## What is expected
Below is a listing; transcribe it exactly but without any images.

## Material provided
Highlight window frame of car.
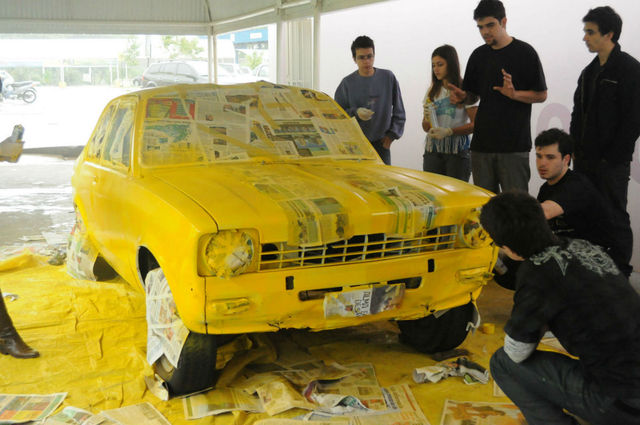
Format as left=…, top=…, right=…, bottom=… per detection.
left=86, top=97, right=137, bottom=172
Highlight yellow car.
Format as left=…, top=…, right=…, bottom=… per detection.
left=71, top=82, right=496, bottom=395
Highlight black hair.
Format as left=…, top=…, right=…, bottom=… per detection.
left=473, top=0, right=506, bottom=21
left=428, top=45, right=463, bottom=101
left=583, top=6, right=622, bottom=43
left=479, top=191, right=557, bottom=258
left=534, top=128, right=574, bottom=158
left=351, top=35, right=375, bottom=58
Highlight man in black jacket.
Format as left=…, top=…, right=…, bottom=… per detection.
left=570, top=6, right=640, bottom=274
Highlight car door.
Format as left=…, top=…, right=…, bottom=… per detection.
left=88, top=97, right=138, bottom=274
left=159, top=63, right=177, bottom=86
left=175, top=63, right=196, bottom=84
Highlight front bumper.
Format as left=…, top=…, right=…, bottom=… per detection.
left=193, top=246, right=497, bottom=334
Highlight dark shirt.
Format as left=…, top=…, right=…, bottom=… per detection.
left=462, top=38, right=547, bottom=153
left=570, top=44, right=640, bottom=163
left=505, top=238, right=640, bottom=399
left=537, top=169, right=615, bottom=250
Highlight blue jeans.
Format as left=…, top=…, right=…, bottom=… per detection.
left=423, top=150, right=471, bottom=182
left=491, top=348, right=640, bottom=425
left=471, top=151, right=530, bottom=193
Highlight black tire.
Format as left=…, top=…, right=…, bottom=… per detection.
left=21, top=89, right=36, bottom=103
left=397, top=302, right=474, bottom=354
left=145, top=82, right=157, bottom=88
left=154, top=332, right=220, bottom=396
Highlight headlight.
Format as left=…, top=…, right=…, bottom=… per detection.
left=199, top=229, right=258, bottom=278
left=459, top=208, right=491, bottom=249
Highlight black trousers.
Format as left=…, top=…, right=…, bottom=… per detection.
left=574, top=158, right=633, bottom=276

## Exercise result
Highlight window frame of car.
Format as left=…, top=…, right=…, bottom=… per detection.
left=86, top=97, right=137, bottom=172
Highlight yellow car.
Format as left=…, top=…, right=…, bottom=… per detection.
left=71, top=82, right=496, bottom=395
Highlight black hair.
Format as left=…, top=…, right=…, bottom=… per detection.
left=473, top=0, right=506, bottom=21
left=428, top=45, right=463, bottom=101
left=583, top=6, right=622, bottom=43
left=479, top=191, right=557, bottom=258
left=534, top=128, right=574, bottom=158
left=351, top=35, right=375, bottom=58
Highlight man in black jacket.
Format as left=…, top=…, right=…, bottom=… per detection.
left=570, top=6, right=640, bottom=274
Highlight car door.
Format as left=…, top=…, right=…, bottom=… per detection.
left=88, top=97, right=138, bottom=274
left=159, top=63, right=177, bottom=86
left=175, top=63, right=196, bottom=84
Highlight front bumper.
Format as left=…, top=…, right=…, bottom=… per detection.
left=193, top=246, right=497, bottom=334
Highlight dark shirt.
Format as left=…, top=…, right=…, bottom=… per detection.
left=462, top=38, right=547, bottom=153
left=570, top=44, right=640, bottom=163
left=505, top=238, right=640, bottom=399
left=537, top=169, right=615, bottom=250
Highlight blue jeans.
Format as left=…, top=…, right=…, bottom=… per detection.
left=423, top=150, right=471, bottom=182
left=491, top=348, right=640, bottom=425
left=471, top=151, right=530, bottom=193
Highlight black tire.
Format as left=…, top=…, right=…, bottom=… per detection.
left=21, top=89, right=36, bottom=103
left=397, top=302, right=474, bottom=354
left=145, top=82, right=157, bottom=88
left=154, top=332, right=220, bottom=396
Highlight headlight.
Format as left=…, top=…, right=…, bottom=… per detection.
left=199, top=229, right=258, bottom=278
left=459, top=208, right=491, bottom=249
Highlight black trousers.
Format as left=…, top=…, right=…, bottom=… per detection.
left=574, top=158, right=633, bottom=276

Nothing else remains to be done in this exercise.